(Coordinate annotation records)
= = = = =

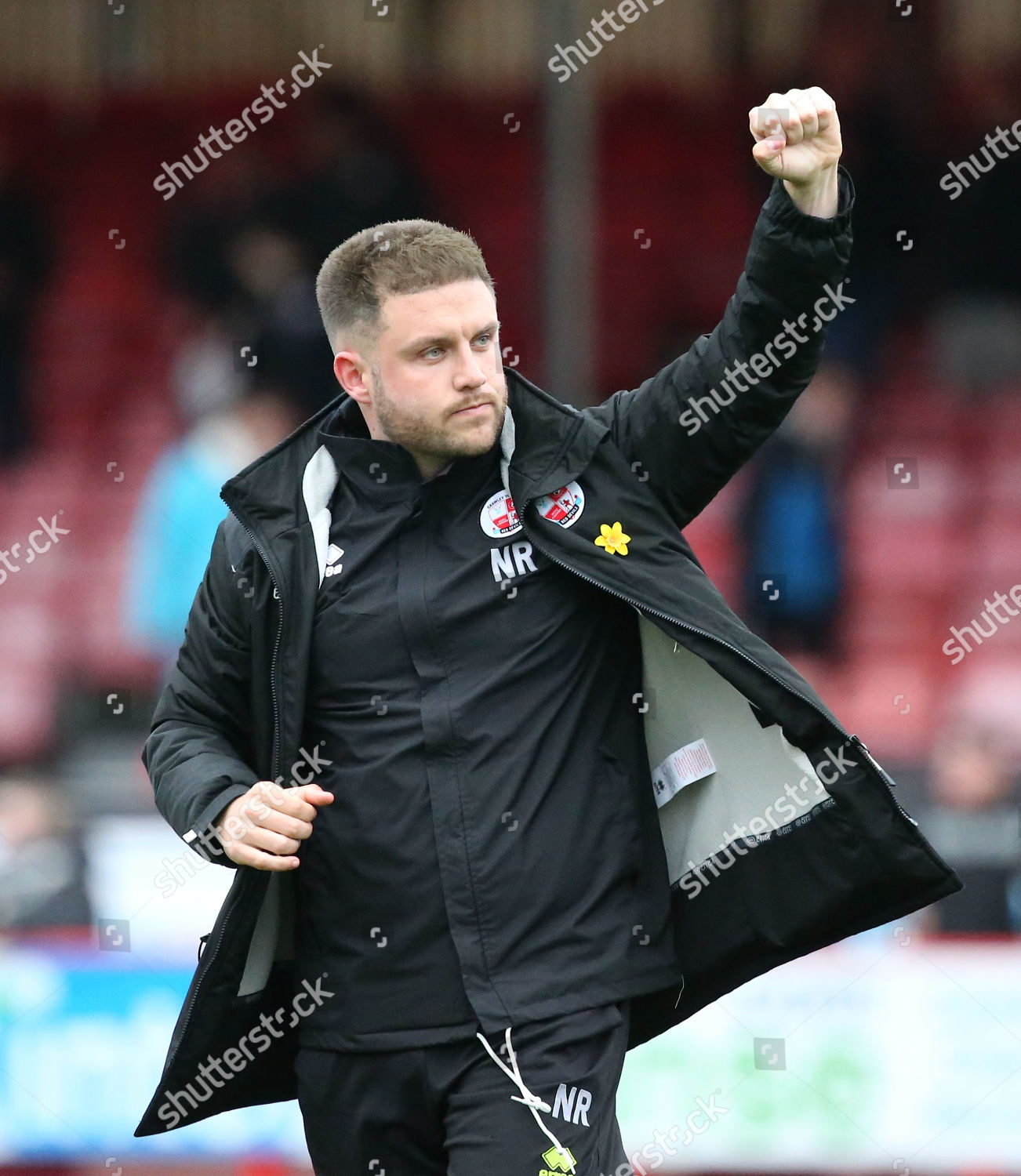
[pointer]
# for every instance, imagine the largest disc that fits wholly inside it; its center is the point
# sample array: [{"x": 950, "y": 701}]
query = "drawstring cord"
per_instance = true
[{"x": 531, "y": 1101}]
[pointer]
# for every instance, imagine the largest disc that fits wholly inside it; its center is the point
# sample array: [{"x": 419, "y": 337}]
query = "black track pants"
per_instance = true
[{"x": 449, "y": 1110}]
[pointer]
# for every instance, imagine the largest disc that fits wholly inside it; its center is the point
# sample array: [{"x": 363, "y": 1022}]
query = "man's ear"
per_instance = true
[{"x": 351, "y": 369}]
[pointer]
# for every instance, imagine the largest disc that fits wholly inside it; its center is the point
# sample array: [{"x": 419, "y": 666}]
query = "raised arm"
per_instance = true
[{"x": 689, "y": 427}]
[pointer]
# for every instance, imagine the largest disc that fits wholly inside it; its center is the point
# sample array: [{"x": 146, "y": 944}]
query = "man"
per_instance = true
[{"x": 539, "y": 795}]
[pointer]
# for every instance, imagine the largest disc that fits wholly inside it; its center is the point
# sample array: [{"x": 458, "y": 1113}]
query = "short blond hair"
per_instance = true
[{"x": 395, "y": 258}]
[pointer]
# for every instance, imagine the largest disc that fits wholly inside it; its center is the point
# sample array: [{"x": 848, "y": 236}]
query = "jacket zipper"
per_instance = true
[
  {"x": 274, "y": 762},
  {"x": 853, "y": 739}
]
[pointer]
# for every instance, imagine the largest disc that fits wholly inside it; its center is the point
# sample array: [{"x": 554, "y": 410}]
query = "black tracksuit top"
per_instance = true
[{"x": 470, "y": 694}]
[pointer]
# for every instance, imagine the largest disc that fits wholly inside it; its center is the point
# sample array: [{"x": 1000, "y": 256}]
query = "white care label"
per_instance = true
[{"x": 689, "y": 764}]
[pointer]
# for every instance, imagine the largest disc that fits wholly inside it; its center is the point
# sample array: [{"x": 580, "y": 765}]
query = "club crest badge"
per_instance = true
[
  {"x": 498, "y": 517},
  {"x": 564, "y": 506}
]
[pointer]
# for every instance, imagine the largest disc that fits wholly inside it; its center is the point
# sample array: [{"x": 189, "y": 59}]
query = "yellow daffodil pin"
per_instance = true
[{"x": 612, "y": 539}]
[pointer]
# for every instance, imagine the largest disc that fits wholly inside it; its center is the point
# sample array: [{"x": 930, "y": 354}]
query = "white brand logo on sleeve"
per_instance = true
[
  {"x": 689, "y": 764},
  {"x": 562, "y": 506},
  {"x": 499, "y": 517},
  {"x": 333, "y": 553}
]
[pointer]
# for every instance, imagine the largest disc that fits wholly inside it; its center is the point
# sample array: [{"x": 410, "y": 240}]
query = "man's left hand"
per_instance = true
[{"x": 798, "y": 140}]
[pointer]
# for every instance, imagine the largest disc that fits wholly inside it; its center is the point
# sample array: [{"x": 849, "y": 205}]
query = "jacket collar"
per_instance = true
[{"x": 543, "y": 445}]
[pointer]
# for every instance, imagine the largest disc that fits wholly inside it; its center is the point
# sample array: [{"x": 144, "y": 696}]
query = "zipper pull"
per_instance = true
[{"x": 873, "y": 761}]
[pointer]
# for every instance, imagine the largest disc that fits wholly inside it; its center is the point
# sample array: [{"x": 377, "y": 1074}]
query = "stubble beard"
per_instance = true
[{"x": 426, "y": 437}]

= = = = =

_Given instruction:_ Restate the listing above word for word, and skip the pictures.

_Result of the exercise:_
[pointer]
# for every instance, imagine the largest disc that fits wholly inside it; its center is the point
# sample array: [{"x": 950, "y": 701}]
query = "drawstring cord"
per_instance = true
[{"x": 531, "y": 1101}]
[pointer]
# for every instance, imagine the largest disc that fits wholly inside it; its center is the point
# sample array: [{"x": 419, "y": 337}]
query = "black track pants"
per_instance = true
[{"x": 449, "y": 1110}]
[pointer]
# for every instance, imagine the largest disc that fits wholly inside it; its center is the point
# sample array: [{"x": 363, "y": 1022}]
query = "man's ear"
per_instance = true
[{"x": 351, "y": 369}]
[pointer]
# for every instance, imagine the largest disc that fits wholly inside it; its center is the point
# sample array: [{"x": 419, "y": 666}]
query = "raised arm"
per_instance = true
[{"x": 689, "y": 427}]
[pointer]
# for every instance, imagine the largest disc that fits wholly inside it; its center is the point
# sample array: [{"x": 146, "y": 944}]
query = "man"
per_instance = true
[{"x": 539, "y": 795}]
[pointer]
# for every instance, imagine the largest disc that fits wholly inside it; its center is the point
# sample array: [{"x": 458, "y": 1113}]
query = "short blond hair"
per_instance = true
[{"x": 395, "y": 258}]
[pointer]
# for every instance, imagine the largest disc that fits wholly inside it; its center is the point
# sample array: [{"x": 848, "y": 236}]
query = "jacket zipper"
per_instance = true
[
  {"x": 274, "y": 762},
  {"x": 853, "y": 739}
]
[pointer]
# for every instance, imagine the largest disc that fits wholly inside it; its center is the point
# sample array: [{"x": 554, "y": 410}]
query = "black tracksuit top"
per_instance = true
[{"x": 470, "y": 694}]
[pointer]
# for every instance, imagine the largest disc that fits wholly inside it; its center is the point
# sample array: [{"x": 1000, "y": 256}]
query = "white care label"
per_instance = true
[{"x": 689, "y": 764}]
[pointer]
# for every instance, imagine the largest disc that fits wholly inside it; its center is the point
# sample array: [{"x": 580, "y": 765}]
query = "club crest badge"
per_instance = true
[
  {"x": 498, "y": 517},
  {"x": 564, "y": 506}
]
[pointer]
# for every instance, imagine the largest disc that fits wholly inside it; its center is the point
# sample array: [{"x": 189, "y": 59}]
query = "yellow daffodil pin"
per_instance = true
[{"x": 612, "y": 539}]
[pointer]
# for every instance, imagine the largest disc that fits wholly inside it; its center is the point
# sample array: [{"x": 930, "y": 354}]
query = "white brand logo on sleeve"
per_instance = true
[
  {"x": 689, "y": 764},
  {"x": 562, "y": 506},
  {"x": 499, "y": 517},
  {"x": 333, "y": 553}
]
[pointer]
# for every instance, imagine the largest disc that fits wholly inside it; its center is the point
# sample array: [{"x": 410, "y": 240}]
query = "man's left hand"
per_instance = true
[{"x": 798, "y": 140}]
[pointer]
# for every instance, imagine the largest disc that fits wholly inside it; its center is the point
# sample array: [{"x": 849, "y": 205}]
query = "jacket collar"
per_instance = true
[{"x": 543, "y": 445}]
[pointer]
# for every instance, imagine the largest disc that fits wholly inside it; its center is the point
# sample array: [{"x": 144, "y": 696}]
query = "zipper pull"
per_instance = true
[{"x": 873, "y": 761}]
[pointer]
# for every instance, imagine the largest disc that fits wholly inside it; its center is the point
# sample array: [{"x": 377, "y": 1074}]
query = "stubble beard"
per_instance = true
[{"x": 426, "y": 437}]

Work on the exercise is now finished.